PROVIDED RECORDS ▸

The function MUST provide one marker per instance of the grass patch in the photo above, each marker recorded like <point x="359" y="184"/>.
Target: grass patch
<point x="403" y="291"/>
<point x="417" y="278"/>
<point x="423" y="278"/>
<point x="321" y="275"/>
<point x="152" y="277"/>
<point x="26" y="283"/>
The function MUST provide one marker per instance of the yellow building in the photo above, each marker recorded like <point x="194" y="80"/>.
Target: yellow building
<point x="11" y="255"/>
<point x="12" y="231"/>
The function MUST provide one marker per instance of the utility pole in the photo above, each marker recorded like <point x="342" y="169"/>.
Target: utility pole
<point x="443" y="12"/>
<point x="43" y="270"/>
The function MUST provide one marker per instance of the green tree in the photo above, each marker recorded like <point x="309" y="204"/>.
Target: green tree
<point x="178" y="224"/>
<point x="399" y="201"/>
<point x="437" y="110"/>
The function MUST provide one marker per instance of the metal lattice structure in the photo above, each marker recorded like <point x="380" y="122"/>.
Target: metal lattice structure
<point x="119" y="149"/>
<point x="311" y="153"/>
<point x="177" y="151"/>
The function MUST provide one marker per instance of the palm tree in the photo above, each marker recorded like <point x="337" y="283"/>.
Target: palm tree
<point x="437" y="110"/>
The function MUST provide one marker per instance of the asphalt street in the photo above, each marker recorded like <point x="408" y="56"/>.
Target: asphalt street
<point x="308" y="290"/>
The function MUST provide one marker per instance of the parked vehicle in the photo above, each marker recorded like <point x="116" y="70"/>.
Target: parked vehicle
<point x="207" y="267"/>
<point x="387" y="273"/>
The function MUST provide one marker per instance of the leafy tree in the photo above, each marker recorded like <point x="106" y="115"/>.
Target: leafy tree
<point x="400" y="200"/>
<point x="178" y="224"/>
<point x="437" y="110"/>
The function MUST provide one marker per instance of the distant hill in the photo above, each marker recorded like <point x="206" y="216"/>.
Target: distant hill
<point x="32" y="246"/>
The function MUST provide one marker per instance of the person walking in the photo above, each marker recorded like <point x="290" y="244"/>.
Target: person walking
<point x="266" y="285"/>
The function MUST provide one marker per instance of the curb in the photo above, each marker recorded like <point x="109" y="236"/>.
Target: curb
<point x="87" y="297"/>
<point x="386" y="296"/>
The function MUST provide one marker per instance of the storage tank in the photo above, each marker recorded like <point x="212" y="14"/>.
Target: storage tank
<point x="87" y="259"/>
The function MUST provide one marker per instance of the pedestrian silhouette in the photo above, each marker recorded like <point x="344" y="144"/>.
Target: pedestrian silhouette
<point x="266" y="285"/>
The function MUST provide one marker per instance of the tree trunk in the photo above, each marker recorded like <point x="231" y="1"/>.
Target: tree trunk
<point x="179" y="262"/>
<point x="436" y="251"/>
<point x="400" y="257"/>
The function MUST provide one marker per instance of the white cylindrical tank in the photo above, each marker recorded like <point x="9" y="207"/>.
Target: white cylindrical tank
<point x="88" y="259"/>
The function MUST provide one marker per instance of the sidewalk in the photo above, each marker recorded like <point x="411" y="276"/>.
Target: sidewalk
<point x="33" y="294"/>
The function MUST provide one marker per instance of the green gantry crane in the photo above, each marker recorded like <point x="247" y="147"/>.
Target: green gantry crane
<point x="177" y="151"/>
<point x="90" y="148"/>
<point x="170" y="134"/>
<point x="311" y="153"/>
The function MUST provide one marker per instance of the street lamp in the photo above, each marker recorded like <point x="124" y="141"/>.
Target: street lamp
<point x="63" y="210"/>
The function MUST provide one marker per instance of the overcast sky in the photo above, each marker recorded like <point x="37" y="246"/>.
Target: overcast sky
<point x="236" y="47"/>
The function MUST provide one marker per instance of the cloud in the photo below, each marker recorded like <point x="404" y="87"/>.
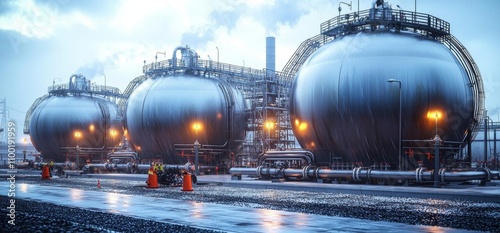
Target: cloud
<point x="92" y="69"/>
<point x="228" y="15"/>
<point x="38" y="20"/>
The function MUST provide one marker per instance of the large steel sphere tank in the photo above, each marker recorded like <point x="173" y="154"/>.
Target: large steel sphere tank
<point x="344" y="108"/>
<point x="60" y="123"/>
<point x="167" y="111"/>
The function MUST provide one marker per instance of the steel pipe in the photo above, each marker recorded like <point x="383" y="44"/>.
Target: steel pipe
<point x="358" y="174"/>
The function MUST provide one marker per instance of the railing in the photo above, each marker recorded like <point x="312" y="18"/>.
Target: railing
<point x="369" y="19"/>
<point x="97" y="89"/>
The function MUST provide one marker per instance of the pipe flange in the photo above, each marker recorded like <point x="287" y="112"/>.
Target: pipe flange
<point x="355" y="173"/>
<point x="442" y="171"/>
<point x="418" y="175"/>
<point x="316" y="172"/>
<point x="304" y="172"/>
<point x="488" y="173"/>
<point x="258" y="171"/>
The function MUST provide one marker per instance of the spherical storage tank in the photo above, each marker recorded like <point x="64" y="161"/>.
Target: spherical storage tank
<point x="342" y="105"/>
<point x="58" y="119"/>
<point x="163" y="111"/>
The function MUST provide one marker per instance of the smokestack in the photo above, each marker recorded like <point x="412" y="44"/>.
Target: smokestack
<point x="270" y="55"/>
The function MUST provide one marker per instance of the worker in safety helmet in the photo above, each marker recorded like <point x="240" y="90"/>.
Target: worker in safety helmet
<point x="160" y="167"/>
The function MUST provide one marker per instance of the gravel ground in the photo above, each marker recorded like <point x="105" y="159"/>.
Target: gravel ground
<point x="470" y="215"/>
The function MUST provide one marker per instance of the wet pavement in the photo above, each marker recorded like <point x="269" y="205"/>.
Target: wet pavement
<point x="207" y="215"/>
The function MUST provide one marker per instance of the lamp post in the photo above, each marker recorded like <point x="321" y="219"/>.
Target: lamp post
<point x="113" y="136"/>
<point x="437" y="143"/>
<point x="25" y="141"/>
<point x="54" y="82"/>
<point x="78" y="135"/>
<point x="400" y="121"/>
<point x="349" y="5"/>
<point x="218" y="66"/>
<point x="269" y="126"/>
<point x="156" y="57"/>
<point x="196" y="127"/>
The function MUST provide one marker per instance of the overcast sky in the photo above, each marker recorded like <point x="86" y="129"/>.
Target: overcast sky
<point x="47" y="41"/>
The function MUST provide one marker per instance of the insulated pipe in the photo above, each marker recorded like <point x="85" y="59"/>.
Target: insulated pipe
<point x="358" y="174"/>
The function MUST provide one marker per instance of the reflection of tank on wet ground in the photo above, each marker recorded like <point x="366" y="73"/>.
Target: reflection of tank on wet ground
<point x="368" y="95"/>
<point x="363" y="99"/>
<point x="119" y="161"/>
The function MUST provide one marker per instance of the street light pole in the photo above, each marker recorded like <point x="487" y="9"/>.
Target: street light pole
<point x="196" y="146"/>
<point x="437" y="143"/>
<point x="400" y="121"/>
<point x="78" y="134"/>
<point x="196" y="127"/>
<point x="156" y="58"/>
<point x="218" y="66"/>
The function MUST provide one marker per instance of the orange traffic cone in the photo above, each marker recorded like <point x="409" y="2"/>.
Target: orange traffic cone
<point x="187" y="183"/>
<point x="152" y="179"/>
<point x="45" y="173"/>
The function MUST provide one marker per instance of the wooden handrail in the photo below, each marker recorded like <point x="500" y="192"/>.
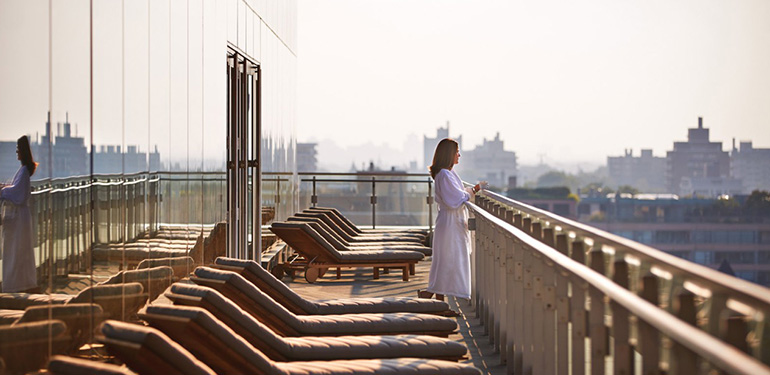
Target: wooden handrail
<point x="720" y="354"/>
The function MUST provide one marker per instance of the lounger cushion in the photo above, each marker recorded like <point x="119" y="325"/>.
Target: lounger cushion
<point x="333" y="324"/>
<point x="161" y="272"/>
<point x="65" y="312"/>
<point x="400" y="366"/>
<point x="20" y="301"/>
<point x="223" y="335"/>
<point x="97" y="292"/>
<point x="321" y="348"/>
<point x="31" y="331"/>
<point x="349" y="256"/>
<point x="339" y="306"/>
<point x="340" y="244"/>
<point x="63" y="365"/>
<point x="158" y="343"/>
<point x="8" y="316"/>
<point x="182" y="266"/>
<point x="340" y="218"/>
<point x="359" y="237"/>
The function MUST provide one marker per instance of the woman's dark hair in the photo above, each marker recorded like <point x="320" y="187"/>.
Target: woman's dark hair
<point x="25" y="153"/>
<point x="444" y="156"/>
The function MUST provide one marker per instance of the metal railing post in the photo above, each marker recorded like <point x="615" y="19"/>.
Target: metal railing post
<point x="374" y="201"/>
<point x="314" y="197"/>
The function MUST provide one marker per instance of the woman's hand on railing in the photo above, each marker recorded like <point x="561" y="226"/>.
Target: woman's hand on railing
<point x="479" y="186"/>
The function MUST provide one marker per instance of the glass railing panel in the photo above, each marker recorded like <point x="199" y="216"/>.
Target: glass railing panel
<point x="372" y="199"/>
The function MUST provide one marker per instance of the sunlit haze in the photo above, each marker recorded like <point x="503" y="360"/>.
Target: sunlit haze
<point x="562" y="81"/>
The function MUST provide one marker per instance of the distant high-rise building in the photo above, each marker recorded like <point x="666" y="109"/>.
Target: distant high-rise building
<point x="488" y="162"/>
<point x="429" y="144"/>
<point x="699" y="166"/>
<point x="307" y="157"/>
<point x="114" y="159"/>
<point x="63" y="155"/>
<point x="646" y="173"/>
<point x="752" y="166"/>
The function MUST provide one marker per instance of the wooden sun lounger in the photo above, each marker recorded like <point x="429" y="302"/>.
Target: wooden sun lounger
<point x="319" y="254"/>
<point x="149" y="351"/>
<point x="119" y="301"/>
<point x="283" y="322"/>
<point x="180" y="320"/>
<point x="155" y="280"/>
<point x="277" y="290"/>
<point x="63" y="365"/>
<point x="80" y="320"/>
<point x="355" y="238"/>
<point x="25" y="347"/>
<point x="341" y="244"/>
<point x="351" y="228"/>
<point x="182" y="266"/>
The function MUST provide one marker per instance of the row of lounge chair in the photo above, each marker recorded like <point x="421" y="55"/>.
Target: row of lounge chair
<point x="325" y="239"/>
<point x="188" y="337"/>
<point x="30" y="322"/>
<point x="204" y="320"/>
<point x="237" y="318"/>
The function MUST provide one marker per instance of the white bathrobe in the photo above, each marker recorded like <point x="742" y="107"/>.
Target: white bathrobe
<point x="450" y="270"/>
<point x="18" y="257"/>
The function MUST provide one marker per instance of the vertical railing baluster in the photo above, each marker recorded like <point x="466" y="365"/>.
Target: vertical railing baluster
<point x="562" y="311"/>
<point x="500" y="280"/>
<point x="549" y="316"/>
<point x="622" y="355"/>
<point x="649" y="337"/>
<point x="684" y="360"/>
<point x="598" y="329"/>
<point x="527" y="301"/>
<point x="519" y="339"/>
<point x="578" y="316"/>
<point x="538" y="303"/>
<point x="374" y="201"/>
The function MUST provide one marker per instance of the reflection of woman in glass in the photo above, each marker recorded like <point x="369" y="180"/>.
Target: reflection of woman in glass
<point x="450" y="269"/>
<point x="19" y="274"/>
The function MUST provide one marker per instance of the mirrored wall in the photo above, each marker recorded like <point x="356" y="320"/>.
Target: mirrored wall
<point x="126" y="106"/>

==

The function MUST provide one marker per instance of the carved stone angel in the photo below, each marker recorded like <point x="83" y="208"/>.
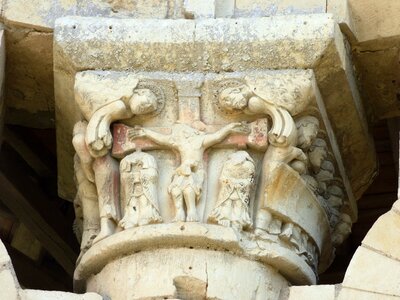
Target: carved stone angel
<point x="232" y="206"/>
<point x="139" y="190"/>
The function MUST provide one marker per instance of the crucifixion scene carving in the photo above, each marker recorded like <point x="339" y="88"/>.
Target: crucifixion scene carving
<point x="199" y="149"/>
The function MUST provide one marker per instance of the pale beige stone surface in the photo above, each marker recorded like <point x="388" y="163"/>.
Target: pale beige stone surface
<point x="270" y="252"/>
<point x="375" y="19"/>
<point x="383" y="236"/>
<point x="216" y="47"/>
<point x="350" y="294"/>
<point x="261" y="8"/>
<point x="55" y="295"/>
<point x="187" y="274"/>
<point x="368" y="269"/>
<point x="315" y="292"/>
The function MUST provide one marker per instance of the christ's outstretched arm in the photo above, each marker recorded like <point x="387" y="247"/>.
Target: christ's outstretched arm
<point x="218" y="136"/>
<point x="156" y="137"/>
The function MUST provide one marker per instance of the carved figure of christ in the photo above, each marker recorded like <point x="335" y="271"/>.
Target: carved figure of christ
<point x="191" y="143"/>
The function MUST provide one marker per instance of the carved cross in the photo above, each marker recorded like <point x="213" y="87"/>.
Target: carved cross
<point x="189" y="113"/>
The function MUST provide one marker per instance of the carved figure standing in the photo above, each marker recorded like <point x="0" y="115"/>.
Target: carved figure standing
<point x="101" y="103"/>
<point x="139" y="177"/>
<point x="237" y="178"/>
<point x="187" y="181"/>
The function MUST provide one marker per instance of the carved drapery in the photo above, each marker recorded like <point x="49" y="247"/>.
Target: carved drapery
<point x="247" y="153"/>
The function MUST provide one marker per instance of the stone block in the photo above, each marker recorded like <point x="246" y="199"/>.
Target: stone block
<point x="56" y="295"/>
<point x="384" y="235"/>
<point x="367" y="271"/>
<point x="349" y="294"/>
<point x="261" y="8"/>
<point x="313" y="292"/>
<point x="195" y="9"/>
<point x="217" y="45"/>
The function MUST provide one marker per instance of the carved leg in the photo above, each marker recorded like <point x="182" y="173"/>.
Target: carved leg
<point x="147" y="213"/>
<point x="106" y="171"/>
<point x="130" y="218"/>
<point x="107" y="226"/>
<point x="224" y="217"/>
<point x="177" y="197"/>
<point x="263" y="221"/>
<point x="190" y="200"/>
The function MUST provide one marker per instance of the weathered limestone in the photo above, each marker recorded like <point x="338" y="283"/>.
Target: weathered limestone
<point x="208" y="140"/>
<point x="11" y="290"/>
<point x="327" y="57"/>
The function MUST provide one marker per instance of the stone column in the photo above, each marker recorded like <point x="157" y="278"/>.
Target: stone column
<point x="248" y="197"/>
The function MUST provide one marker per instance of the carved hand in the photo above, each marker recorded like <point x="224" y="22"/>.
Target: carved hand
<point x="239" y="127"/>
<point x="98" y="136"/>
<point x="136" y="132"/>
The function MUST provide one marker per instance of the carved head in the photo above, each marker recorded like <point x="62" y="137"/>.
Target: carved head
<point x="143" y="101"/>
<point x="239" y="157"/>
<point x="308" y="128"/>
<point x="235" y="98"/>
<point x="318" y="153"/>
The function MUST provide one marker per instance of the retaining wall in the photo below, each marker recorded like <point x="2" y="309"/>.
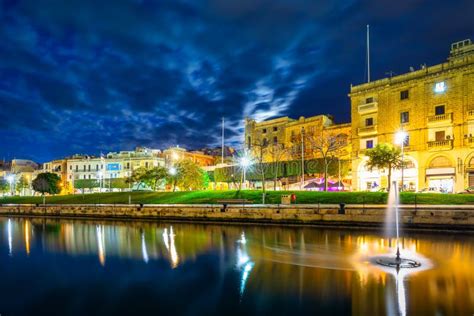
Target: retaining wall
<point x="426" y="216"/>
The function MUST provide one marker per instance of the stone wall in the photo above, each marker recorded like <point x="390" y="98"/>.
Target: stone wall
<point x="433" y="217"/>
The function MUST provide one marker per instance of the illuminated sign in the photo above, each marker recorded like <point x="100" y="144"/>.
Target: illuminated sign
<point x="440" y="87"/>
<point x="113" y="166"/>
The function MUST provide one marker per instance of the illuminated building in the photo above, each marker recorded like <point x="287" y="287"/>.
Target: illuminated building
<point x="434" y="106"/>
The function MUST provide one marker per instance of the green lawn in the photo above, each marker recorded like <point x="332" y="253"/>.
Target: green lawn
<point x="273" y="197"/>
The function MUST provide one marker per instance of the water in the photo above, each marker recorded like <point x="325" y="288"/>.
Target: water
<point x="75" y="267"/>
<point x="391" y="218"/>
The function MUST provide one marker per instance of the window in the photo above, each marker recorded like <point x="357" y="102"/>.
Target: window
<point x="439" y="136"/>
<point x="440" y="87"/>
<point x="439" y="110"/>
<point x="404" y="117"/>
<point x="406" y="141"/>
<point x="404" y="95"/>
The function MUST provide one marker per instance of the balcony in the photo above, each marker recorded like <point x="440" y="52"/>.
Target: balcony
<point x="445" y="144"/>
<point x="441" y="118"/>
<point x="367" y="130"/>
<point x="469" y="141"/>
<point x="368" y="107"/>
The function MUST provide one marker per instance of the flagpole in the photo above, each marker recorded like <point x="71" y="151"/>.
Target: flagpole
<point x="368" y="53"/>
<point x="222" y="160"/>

WRITTEN INSTRUCTION ▸
Count how many of the lines above contain the word "distant" and give only that number.

RESULT OF THIS TASK ▸
4